§ TEXT PROVIDED:
|---|

Below you will find the sales numbers of Basic D&D, and then two charts comparing those to the sales of AD&D 1st edition. For those who don’t know, early in its life, the tree of D&D was split in half. On the one side there was D&D, an RPG designed to bring beginners into the game. It was simpler, and didn’t try to have rules for everything.
On the other side there was Advanced Dungeons & Dragons, Gary Gygax’s attempt to throw a net around the world and then shove it into rulebooks. The game was so detailed that it provided rules on how Armor Class changed depending on what hand your PC held their shield in. (It may also have been an attempt to cut D&D co-creator Dave Arneson out of royalties…)

I am frankly shocked at how well Basic D&D sold. Having discovered AD&D 2nd edition in the 90s, I thought of “Dungeons & Dragons” as a sort of baby game of mashed peas and steamed potatoes. It was for people not ready for the full meal that was AD&D. (I have since learned how wrong I was to dismiss the beauty of what Holmes, Moldvay, Mentzer, Cook, et al created for us in those wondrous BECMI boxed sets…)

I figured that Basic D&D was just a series of intro products, but over its lifetime, it actually outsold AD&D 1st edition. (Partly because 1st edition was replaced by 2nd edition in 1989. I’ll start rolling out the 2nd ed numbers tomorrow FYI.) These numbers would explain why in a 1980 Dragon article Gygax spoke of AD&D not being “abandoned.”

|---|

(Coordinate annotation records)
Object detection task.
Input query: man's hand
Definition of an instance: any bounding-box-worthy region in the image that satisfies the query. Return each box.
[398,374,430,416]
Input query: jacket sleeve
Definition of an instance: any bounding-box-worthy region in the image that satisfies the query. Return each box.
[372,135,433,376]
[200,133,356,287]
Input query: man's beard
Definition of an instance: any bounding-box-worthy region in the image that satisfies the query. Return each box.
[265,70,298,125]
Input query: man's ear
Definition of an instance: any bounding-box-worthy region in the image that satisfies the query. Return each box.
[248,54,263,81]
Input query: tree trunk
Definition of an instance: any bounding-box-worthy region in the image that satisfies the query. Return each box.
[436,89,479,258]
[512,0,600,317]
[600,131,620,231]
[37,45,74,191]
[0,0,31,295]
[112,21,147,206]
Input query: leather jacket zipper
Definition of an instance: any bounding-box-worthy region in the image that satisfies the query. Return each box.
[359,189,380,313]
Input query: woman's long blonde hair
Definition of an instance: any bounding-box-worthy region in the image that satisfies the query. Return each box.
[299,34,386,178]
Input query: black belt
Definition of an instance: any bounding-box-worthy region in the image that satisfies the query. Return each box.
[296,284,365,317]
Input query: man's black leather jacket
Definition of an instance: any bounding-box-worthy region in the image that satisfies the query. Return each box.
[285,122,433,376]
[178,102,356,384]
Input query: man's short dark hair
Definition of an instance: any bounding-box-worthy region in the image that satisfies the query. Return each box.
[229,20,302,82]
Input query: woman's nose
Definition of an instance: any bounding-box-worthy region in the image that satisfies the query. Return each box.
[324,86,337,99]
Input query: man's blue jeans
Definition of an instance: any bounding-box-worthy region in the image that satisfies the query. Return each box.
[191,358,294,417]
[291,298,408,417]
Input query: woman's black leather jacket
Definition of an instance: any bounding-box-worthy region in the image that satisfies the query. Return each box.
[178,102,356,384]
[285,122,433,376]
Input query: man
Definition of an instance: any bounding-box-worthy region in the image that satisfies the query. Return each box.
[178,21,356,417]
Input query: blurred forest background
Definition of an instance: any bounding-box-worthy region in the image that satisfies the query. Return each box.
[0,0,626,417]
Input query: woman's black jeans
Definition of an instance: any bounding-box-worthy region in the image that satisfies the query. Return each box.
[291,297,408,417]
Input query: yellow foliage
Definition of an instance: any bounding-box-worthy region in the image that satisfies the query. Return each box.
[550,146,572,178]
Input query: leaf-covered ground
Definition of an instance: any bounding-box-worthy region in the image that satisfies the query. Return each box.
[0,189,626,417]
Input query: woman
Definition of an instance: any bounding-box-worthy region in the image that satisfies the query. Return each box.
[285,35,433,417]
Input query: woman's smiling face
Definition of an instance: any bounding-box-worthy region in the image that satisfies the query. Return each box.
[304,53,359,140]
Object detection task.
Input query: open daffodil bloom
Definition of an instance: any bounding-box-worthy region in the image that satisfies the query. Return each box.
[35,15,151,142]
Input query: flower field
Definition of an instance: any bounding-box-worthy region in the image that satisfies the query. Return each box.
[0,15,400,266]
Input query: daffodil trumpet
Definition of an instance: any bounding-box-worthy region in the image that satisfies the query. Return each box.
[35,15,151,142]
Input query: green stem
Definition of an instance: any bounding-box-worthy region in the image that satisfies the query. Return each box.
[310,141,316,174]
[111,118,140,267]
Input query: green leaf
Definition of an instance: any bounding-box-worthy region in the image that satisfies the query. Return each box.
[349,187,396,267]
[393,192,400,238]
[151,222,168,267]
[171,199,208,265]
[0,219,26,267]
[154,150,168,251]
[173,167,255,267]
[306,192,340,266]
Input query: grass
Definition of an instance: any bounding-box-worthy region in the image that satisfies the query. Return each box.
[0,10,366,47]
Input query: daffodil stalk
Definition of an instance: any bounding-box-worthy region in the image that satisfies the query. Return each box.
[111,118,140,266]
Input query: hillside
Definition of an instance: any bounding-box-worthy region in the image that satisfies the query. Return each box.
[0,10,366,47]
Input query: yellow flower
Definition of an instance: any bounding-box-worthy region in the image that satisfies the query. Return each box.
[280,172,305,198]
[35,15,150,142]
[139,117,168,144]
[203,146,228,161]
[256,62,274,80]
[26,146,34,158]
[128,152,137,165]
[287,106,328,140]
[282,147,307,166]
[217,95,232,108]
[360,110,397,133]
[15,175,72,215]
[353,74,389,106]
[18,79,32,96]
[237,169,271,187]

|---|

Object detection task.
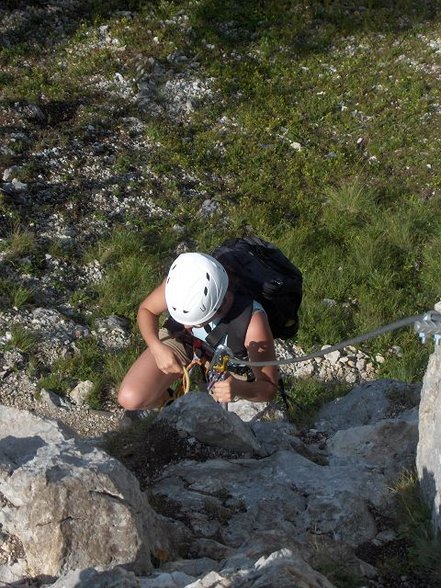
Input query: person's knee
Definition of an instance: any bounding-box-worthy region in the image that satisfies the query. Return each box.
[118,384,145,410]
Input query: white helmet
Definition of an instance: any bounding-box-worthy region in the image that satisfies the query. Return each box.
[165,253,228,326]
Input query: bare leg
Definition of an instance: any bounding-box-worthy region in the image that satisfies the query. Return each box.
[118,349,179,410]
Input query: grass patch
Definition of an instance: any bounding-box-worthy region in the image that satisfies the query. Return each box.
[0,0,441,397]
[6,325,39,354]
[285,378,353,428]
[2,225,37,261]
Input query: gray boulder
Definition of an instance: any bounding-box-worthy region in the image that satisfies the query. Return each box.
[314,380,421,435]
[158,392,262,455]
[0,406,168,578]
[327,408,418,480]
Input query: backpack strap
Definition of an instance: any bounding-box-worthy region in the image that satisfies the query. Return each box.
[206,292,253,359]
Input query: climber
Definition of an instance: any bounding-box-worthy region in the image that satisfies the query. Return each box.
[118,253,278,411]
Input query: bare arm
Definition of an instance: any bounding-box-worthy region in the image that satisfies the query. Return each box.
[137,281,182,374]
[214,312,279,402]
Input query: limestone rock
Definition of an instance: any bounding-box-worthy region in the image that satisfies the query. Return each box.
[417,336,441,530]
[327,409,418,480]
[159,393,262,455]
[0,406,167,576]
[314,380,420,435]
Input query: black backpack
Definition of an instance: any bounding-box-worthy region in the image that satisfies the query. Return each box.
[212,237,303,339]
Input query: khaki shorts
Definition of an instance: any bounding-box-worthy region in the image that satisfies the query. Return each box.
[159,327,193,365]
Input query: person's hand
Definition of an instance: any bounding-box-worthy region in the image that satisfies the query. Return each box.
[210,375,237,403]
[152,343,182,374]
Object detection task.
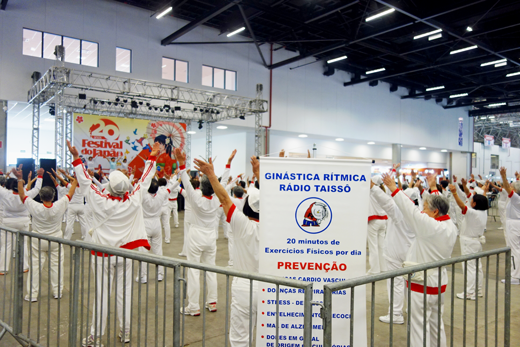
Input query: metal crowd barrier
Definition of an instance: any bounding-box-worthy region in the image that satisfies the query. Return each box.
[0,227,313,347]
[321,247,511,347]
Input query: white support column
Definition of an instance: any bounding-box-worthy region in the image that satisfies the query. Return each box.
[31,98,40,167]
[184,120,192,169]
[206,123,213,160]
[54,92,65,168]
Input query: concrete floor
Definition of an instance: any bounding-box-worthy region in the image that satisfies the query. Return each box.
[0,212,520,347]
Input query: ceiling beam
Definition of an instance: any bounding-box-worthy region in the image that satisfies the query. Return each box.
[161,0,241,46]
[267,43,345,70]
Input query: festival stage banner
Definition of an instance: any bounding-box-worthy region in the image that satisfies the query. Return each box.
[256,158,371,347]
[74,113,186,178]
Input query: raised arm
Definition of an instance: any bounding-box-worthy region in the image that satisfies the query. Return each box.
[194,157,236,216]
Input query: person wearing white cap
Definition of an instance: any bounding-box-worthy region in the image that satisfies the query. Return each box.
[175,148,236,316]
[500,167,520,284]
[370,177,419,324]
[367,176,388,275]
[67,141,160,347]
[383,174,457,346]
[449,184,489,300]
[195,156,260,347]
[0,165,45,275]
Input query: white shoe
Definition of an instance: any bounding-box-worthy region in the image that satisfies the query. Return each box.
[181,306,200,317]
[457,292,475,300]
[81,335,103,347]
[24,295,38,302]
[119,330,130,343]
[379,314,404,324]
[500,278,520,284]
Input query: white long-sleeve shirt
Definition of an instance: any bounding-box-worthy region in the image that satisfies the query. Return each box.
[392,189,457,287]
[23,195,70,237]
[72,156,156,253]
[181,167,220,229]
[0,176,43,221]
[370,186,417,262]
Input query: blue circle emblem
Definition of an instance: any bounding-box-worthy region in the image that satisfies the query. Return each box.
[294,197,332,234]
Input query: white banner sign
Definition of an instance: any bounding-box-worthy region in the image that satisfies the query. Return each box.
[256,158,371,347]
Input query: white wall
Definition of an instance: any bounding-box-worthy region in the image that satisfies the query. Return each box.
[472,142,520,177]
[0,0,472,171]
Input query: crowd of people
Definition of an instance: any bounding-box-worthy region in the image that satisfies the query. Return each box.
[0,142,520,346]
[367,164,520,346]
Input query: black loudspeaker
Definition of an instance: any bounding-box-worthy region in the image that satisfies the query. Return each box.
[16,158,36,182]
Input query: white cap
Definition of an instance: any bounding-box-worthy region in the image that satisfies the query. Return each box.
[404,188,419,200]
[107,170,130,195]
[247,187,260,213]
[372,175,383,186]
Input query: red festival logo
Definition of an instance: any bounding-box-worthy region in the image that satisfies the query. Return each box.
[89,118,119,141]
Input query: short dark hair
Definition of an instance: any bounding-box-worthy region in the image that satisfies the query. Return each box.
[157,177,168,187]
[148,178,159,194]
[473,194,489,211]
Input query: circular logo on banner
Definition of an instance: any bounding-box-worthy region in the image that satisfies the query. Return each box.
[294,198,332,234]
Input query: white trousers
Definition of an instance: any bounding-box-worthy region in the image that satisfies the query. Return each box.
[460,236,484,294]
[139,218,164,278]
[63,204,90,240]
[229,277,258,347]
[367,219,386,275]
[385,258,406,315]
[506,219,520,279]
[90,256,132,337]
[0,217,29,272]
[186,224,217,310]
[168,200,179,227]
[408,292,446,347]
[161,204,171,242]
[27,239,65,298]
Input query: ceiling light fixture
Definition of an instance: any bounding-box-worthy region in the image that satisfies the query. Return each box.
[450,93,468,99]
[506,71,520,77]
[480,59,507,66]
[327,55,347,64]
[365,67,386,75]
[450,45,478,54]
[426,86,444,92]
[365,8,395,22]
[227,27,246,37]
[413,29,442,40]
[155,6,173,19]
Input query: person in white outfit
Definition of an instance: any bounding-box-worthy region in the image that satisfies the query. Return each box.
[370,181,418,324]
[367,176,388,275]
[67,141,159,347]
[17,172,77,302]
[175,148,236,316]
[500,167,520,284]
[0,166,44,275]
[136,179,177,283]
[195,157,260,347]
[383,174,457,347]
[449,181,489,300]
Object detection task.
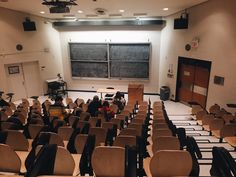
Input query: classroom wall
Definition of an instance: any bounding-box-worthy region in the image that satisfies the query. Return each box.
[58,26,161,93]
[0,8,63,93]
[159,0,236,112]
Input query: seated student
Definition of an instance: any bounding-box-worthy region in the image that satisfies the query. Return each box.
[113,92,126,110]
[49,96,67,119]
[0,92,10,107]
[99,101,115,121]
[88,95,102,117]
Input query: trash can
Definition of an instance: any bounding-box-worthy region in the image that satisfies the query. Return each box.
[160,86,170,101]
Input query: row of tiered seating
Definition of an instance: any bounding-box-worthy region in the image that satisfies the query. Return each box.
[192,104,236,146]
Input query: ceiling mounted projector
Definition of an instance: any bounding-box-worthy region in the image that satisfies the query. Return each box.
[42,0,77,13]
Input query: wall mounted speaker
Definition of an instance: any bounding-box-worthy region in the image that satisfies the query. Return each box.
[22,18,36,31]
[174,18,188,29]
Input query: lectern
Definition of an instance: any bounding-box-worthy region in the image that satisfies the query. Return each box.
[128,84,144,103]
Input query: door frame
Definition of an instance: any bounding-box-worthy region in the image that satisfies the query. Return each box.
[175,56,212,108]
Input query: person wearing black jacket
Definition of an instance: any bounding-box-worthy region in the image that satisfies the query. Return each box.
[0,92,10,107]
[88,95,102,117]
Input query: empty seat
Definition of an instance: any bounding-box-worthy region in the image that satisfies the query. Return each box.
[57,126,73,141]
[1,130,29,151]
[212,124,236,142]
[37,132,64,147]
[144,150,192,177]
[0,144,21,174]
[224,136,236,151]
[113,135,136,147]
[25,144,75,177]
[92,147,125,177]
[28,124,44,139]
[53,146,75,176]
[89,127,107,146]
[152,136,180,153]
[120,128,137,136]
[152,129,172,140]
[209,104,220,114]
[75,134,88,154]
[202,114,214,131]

|---|

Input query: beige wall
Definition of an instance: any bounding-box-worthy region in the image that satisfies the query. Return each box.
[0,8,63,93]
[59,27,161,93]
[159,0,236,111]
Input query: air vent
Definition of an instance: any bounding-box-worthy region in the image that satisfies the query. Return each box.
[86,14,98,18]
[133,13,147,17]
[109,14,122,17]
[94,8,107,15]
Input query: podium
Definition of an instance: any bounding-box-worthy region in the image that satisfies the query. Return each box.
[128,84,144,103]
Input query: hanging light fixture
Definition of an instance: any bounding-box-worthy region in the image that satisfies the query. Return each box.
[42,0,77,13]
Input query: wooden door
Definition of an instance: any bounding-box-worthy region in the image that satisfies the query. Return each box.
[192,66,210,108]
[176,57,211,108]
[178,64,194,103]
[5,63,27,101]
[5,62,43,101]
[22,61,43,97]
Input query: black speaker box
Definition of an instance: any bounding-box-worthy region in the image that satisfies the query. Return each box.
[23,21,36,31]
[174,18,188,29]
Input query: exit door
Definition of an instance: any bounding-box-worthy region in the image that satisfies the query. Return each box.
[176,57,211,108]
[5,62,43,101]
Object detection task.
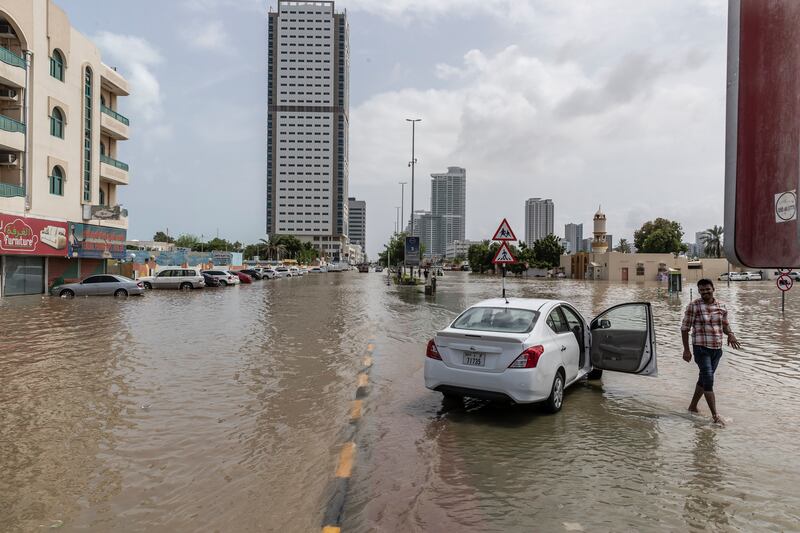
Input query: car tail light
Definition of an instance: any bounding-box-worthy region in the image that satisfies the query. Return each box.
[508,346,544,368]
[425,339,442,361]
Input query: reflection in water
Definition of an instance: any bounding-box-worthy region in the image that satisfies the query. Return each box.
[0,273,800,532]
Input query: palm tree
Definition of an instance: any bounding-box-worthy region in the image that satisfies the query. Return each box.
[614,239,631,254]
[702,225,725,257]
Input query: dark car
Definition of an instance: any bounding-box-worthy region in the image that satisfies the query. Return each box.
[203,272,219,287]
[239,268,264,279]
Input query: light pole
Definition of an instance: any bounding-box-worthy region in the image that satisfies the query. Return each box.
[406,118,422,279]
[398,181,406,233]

|---|

§ TO BE DONE:
• A. In the passage on Basic D&D sales, what reason does the author give for Basic D&D having outsold AD&D 1st edition over its lifetime? Answer in one to three sentences.
• B. Extend the passage on Basic D&D sales, picking up after its last sentence.
You won't need the records for either task.

§ ANSWERS TO THE PROBLEMS:
• A. The author says this happened partly because AD&D 1st edition was replaced by 2nd edition in 1989. That cut short the 1st edition's run.

• B.
Still, between 1980 and 1984, Basic outsold AD&D. The strong numbers for Basic D&D prompt a few questions. Where was the strength of the brand? Were these two lines of products in competition with each other? Was one “real” D&D? And why did TSR stop supporting Basic D&D in the 90s?

The only one of those questions I will hazard is the last one. A source told me that because TSR CEO Lorraine Williams did not want to generate royalties for Gary Gygax or Dave Arneson, Basic D&D was left to wither on the vine.

I will also say this: TSR will die in 1997 of a thousand cuts, but the one underlying all of them was a failure of the company to grow its customer base. TSR wanted its D&D players to migrate over to AD&D, but what if they didn’t? What if they wanted to keep playing D&D, and TSR simply stopped making the product they wanted to buy? What if TSR walked away from what may have been hundreds of thousands of customers because of a sort of personal vendetta?

Tomorrow, I’ll post numbers for 2nd edition AD&D, and comparisons for it with Basic and 1st edition.

And if you don’t know, I have a book of D&D history coming out in a couple weeks. If you find me interesting, you can preorder in the first comment below!

Also, I'll post raw sales numbers below for the interested.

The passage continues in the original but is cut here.